» EXERCISE DESCRIPTION
The data below should be restated word for word, with every picture omitted.

START EXTRACTED INFORMATION

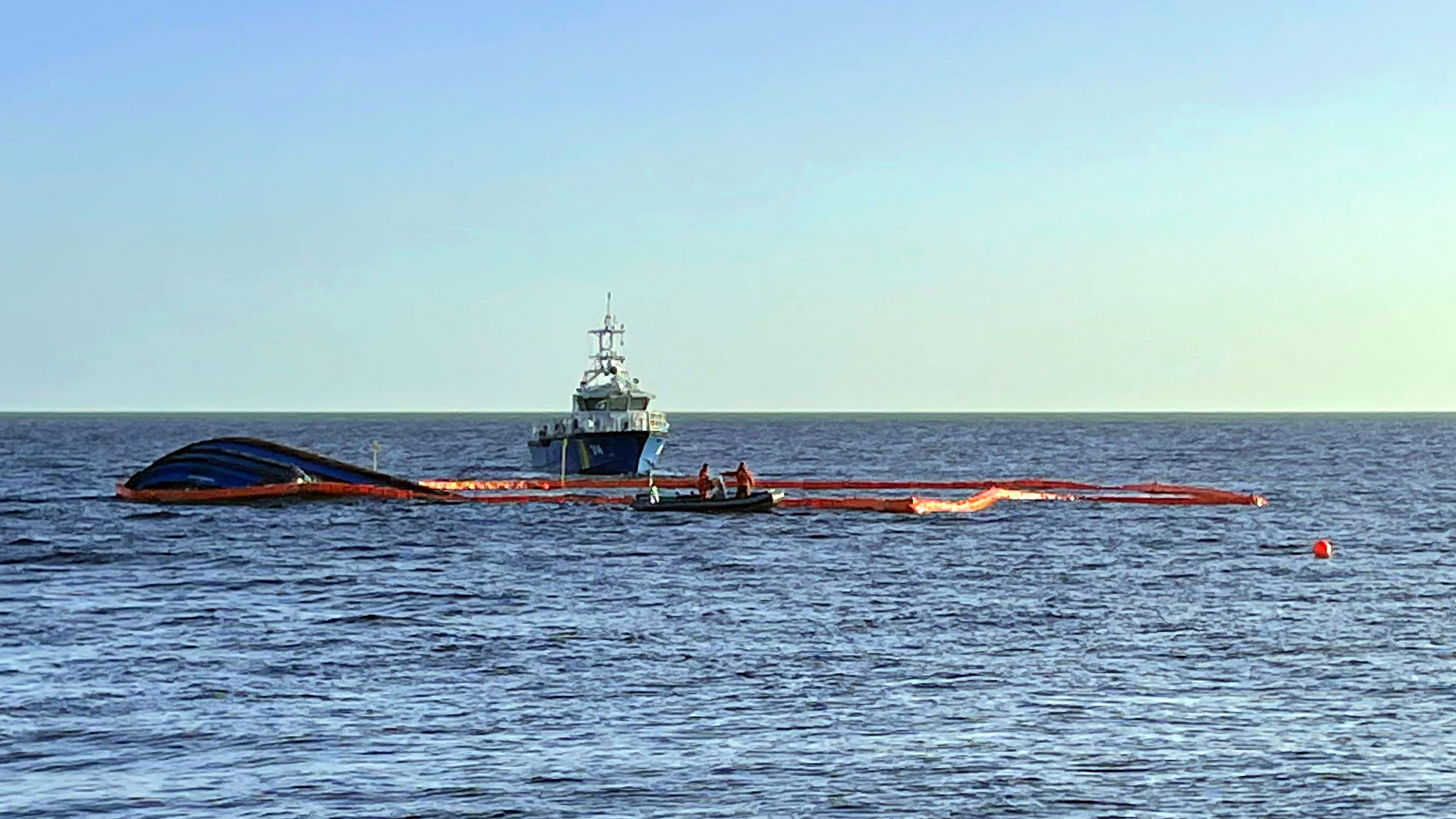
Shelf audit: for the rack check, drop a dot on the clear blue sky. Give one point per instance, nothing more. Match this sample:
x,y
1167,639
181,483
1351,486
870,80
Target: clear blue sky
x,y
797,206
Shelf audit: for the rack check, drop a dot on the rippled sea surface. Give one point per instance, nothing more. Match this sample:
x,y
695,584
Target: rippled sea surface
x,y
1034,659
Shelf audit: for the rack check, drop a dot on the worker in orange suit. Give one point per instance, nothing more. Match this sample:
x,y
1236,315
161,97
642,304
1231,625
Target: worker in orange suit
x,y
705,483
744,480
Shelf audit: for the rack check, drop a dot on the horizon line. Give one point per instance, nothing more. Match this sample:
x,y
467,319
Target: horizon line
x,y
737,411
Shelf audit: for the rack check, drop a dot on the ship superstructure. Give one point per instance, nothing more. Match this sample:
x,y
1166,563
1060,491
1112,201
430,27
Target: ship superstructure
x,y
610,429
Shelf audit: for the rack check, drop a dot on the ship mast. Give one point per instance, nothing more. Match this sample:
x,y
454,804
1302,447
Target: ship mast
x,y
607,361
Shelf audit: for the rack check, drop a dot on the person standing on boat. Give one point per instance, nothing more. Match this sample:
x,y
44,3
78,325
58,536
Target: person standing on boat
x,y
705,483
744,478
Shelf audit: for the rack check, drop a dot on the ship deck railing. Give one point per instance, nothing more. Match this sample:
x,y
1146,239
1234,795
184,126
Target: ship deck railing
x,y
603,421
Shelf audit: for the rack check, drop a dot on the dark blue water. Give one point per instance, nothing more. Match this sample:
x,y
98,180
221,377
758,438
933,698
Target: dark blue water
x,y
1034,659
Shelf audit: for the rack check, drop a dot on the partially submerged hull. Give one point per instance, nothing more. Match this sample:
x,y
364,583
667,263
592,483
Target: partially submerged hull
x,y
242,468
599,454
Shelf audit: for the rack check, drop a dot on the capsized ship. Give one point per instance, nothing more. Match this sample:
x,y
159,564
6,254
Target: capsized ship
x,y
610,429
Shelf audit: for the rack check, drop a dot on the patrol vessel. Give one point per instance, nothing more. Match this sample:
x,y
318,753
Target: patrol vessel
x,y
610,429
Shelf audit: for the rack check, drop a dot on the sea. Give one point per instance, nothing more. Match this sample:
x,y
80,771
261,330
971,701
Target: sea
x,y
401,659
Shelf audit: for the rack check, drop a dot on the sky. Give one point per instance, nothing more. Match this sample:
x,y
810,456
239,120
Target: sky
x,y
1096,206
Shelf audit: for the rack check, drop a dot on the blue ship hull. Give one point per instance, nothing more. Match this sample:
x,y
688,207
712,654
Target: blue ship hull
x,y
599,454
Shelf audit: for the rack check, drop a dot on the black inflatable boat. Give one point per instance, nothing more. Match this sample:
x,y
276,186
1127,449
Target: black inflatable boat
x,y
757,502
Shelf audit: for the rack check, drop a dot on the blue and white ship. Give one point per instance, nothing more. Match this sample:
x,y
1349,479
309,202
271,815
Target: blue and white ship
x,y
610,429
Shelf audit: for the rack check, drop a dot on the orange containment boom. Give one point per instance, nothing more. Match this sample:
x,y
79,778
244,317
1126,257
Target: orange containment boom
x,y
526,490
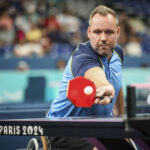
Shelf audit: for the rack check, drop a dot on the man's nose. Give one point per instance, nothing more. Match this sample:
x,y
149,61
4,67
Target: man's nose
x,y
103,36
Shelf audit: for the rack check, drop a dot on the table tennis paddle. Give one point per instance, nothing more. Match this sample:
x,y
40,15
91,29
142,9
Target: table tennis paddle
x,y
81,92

END EXTRACTED INFORMATION

» WRITTEN RESPONSE
Shelf audit: for the rack check, drop a dot on the clear blue sky. Give one point per instance, nothing more. Match this sample:
x,y
1167,639
181,483
1351,486
870,80
Target: clear blue sky
x,y
797,206
Shelf audit: for the rack check, drop a dot on the rippled sea surface. Give one point per instance, nothing more. Match this sample:
x,y
695,584
Target: rippled sea surface
x,y
1034,659
Shelf audit: for the rack check, drop a dot on the worker in orange suit. Give one point per instance, nothing more. Match this sample:
x,y
1236,315
161,97
642,304
1231,625
Target: worker in orange suit
x,y
705,483
744,480
Shelf audit: for the rack check, drop a dot on the horizon line. Give one point per instance, nothing more. Match this sample:
x,y
467,319
Target: horizon line
x,y
737,411
Shelf audit: for the rack check, drop a dot on the ship superstructure. Give one point per instance, nothing more. Match this sample:
x,y
1166,563
1060,491
1112,201
430,27
Target: ship superstructure
x,y
610,429
Shelf audit: for the rack check, drop a dot on the ship mast. Give one point per instance, nothing more. Match this sample:
x,y
454,804
1302,447
Target: ship mast
x,y
607,361
Shelf audit: for the rack check, drop a dot on the person standing on boat. Give one point per instance, nothing more. Match this sample:
x,y
44,3
78,325
58,536
Target: person standing on boat
x,y
705,483
744,478
Shelf audit: for the rack check, drop a dot on the ship deck railing. Give one point per instance, nothing more. Match this sample:
x,y
1146,239
1234,795
184,126
Target: ship deck railing
x,y
603,421
Shelf audit: for the rack check, drop a dot on the dark blue water. Give one point per instance, nothing more. Match this sample:
x,y
98,180
221,377
758,438
933,698
Target: dark blue water
x,y
1034,659
Shelf audit: for the rack check, drop a dot on the partially submerged hull. Give one point per instance, nothing more. Match this sample:
x,y
364,583
667,263
592,483
Target: partially submerged hull
x,y
242,468
599,454
Shelf audit: for the rack check, drop a dot on the capsized ship. Give one point per instance, nothing more. Match this sample:
x,y
159,564
6,254
Target: capsized ship
x,y
610,429
Shelf audit: for the rack check, drop a dot on the patrol vessel. Give one point per instance, nothing more. Match this sample:
x,y
318,753
Target: patrol vessel
x,y
610,429
Shelf audit: for the rack check, drop a dot on the sea. Give one point per instance, nothing more. Match this sample:
x,y
80,771
261,330
971,701
Target: sea
x,y
401,659
Shelf audit: for the rack check, drop a dot on the sky. Give one point per instance, nothing more. Match this sample:
x,y
810,456
239,120
Target: sky
x,y
1096,206
Shelf audit: for the rack check, drop a dot on the blue ship hull. Give one point per instance, nothing more. Match this sample:
x,y
688,207
712,654
Target: blue ship hull
x,y
599,454
Shelf audit: for the rack check, drop a dot on the black inflatable boat. Give one point per instance, nothing more. Match this sample:
x,y
276,186
1127,449
Target: black inflatable boat
x,y
757,502
Shelf audit: for the rack check, drop a dot on the blue and white ship. Give one point per instance, nothing more. Match this sample:
x,y
1349,479
309,202
271,815
Target: blue and white ship
x,y
610,429
Shelf audit: for the rack check, drop a dot on the orange containment boom. Give one point per instance, nothing more. Match this sample:
x,y
79,778
244,317
1126,257
Target: orange containment boom
x,y
526,490
Shelf audit: for the rack check, drop a dot on the man's nose. Give one point per instance, nothing more. Match this sample:
x,y
149,61
4,67
Target: man's nose
x,y
103,36
Shelf audit: for the rack check, drop a dot on the table tennis paddle. Give one point per instance, nothing more. Match this sample:
x,y
40,15
91,29
142,9
Target: table tennis paddle
x,y
81,92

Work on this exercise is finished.